-- Data listing start --

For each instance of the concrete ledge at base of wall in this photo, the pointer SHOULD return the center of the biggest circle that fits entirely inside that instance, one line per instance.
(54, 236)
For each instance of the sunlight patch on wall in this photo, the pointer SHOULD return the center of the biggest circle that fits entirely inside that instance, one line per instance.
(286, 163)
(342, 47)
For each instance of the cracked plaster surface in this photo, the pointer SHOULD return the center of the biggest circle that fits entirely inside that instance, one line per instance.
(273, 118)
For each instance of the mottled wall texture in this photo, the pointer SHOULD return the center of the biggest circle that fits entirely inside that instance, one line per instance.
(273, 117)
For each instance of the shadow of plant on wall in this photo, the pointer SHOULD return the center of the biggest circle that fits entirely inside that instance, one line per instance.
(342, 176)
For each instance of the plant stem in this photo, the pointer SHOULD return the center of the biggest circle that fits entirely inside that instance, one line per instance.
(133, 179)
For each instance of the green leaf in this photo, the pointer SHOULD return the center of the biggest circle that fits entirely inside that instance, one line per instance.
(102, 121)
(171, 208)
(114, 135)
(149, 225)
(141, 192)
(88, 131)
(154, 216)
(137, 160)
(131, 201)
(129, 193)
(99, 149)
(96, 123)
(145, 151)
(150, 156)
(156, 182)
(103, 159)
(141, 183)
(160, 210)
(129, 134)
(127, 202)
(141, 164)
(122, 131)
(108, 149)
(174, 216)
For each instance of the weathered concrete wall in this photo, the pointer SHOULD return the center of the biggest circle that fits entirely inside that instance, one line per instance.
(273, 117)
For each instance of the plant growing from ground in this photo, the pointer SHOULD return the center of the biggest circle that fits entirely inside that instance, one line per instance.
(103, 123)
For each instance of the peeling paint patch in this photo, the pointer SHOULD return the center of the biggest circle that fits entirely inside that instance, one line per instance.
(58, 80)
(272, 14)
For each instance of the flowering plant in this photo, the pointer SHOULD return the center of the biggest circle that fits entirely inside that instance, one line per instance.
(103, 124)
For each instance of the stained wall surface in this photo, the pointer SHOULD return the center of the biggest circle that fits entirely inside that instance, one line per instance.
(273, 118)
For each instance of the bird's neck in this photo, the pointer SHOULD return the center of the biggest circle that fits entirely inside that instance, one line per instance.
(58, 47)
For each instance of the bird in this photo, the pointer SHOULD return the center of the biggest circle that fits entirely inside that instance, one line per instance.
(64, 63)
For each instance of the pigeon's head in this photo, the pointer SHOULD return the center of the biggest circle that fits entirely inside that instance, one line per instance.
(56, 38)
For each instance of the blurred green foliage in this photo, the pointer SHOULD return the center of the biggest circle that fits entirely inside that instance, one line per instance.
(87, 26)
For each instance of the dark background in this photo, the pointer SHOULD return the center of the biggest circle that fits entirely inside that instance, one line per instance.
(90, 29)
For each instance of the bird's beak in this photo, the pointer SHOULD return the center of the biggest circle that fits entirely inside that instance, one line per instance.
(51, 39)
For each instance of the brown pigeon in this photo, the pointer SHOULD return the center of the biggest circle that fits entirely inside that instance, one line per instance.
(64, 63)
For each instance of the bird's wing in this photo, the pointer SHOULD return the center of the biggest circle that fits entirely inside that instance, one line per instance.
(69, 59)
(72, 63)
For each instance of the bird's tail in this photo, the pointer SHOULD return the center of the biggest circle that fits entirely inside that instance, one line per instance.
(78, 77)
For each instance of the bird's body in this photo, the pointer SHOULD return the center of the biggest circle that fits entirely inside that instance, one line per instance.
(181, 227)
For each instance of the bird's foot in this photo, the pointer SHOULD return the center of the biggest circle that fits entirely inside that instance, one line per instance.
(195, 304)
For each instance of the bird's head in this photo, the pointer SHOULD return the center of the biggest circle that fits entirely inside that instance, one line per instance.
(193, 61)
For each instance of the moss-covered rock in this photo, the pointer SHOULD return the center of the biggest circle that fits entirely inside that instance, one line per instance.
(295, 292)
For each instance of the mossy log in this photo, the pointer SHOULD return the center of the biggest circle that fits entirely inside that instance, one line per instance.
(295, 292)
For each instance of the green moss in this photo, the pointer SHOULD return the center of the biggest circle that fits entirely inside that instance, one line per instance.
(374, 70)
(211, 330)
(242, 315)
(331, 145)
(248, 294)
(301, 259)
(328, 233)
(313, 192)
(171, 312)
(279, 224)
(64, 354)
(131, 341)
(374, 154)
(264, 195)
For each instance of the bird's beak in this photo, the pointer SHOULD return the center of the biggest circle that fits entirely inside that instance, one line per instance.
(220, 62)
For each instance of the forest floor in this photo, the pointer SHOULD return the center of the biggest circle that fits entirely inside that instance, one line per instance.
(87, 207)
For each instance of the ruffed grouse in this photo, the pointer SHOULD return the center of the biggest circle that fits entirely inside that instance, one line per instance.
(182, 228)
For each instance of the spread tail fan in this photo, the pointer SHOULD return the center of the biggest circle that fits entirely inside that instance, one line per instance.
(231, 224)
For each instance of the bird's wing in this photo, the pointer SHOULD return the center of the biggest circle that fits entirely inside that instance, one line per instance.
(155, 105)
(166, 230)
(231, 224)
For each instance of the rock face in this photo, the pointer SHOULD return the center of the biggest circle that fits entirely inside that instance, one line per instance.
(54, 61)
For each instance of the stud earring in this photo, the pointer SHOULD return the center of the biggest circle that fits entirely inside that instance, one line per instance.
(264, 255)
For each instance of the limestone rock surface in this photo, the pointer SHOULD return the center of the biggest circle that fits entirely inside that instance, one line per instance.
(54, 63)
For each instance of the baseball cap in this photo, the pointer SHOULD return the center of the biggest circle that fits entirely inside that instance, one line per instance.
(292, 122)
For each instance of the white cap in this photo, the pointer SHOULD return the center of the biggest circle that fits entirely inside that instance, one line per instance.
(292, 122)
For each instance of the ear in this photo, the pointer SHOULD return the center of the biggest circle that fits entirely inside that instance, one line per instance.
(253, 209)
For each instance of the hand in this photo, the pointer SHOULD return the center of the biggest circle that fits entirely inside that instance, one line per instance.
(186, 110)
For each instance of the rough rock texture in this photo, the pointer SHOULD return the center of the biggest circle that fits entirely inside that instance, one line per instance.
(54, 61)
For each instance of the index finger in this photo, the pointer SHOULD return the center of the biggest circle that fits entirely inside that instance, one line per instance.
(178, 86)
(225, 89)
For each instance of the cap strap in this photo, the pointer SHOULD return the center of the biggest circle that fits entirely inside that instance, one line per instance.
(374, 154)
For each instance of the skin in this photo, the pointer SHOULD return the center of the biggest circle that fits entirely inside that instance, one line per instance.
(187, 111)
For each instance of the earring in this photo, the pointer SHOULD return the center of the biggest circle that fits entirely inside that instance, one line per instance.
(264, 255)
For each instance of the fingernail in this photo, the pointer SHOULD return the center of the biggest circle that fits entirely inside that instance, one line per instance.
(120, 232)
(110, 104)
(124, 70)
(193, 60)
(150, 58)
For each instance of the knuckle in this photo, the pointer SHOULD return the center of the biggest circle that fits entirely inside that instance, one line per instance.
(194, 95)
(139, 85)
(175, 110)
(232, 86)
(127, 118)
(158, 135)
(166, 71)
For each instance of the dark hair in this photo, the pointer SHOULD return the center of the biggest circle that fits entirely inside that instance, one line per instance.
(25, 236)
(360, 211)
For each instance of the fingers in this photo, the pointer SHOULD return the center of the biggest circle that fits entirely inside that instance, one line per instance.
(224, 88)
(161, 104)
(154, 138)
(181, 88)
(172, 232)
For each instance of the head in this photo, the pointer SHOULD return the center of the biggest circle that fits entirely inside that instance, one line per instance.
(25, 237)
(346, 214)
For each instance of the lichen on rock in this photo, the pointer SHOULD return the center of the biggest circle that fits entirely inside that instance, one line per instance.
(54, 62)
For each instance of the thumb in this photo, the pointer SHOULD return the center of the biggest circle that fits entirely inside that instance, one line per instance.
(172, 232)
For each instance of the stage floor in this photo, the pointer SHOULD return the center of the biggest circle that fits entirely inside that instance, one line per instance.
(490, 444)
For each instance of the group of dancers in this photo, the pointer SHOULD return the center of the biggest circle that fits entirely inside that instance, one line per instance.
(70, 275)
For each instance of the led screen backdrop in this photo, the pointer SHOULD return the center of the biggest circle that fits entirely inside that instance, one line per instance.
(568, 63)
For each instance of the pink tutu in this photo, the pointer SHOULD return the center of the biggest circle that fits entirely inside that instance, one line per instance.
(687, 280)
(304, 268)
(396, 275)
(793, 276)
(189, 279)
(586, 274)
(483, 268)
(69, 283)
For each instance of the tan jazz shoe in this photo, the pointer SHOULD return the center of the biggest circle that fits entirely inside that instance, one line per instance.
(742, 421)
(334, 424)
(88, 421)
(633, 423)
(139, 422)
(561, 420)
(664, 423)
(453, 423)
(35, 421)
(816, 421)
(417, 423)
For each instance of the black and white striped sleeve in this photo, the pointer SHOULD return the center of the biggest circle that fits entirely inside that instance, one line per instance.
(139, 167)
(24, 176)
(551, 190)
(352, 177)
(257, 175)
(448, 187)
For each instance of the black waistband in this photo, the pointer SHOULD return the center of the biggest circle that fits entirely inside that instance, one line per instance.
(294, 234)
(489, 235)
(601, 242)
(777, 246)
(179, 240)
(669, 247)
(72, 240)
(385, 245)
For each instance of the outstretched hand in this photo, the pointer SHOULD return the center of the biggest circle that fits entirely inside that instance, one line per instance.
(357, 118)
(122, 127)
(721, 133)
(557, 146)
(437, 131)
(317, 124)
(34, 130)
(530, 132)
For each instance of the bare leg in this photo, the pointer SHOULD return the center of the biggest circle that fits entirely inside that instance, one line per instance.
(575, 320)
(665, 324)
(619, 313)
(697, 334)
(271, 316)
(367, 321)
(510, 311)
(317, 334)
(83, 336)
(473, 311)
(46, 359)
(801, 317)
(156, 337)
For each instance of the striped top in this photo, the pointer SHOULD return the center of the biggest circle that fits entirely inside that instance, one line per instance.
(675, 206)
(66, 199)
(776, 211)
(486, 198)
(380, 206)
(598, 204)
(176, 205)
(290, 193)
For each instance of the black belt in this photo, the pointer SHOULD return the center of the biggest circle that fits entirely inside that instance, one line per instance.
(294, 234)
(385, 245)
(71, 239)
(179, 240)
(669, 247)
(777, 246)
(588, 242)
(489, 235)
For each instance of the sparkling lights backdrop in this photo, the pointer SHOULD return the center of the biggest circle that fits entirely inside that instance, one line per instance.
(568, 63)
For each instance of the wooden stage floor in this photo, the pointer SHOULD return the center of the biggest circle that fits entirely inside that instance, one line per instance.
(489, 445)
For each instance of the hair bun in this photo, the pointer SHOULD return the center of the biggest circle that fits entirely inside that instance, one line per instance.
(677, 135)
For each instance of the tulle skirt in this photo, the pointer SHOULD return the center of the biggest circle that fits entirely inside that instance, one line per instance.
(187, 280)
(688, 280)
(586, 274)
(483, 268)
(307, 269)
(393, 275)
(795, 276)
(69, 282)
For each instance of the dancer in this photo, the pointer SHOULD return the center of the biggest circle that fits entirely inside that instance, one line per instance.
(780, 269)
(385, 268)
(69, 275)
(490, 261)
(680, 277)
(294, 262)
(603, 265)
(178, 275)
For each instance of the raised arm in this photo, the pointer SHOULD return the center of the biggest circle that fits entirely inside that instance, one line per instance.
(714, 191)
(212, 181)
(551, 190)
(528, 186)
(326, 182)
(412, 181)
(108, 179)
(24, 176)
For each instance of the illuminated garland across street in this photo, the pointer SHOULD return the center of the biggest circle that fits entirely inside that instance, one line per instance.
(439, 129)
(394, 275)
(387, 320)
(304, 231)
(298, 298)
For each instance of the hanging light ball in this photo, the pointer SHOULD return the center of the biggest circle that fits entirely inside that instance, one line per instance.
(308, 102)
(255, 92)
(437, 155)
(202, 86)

-- Data listing end --

▶ _Directions_
Only the lines from the one containing "For each instance of the illuminated" through the end of the material should be reproduced, exactly, with both ends included.

▶ _Finished answer_
For each instance of the illuminated garland across street in this photo, the pointer SHOULD return the center of the biggest circle that fits entirely inside that instance, one line per instance.
(439, 129)
(394, 275)
(387, 320)
(304, 231)
(298, 298)
For each instance of the hanging light ball in this photo, the pointer SHOULD return the center of the biggest circle that fits entirely inside that instance, one line per instance.
(308, 102)
(255, 92)
(437, 155)
(202, 86)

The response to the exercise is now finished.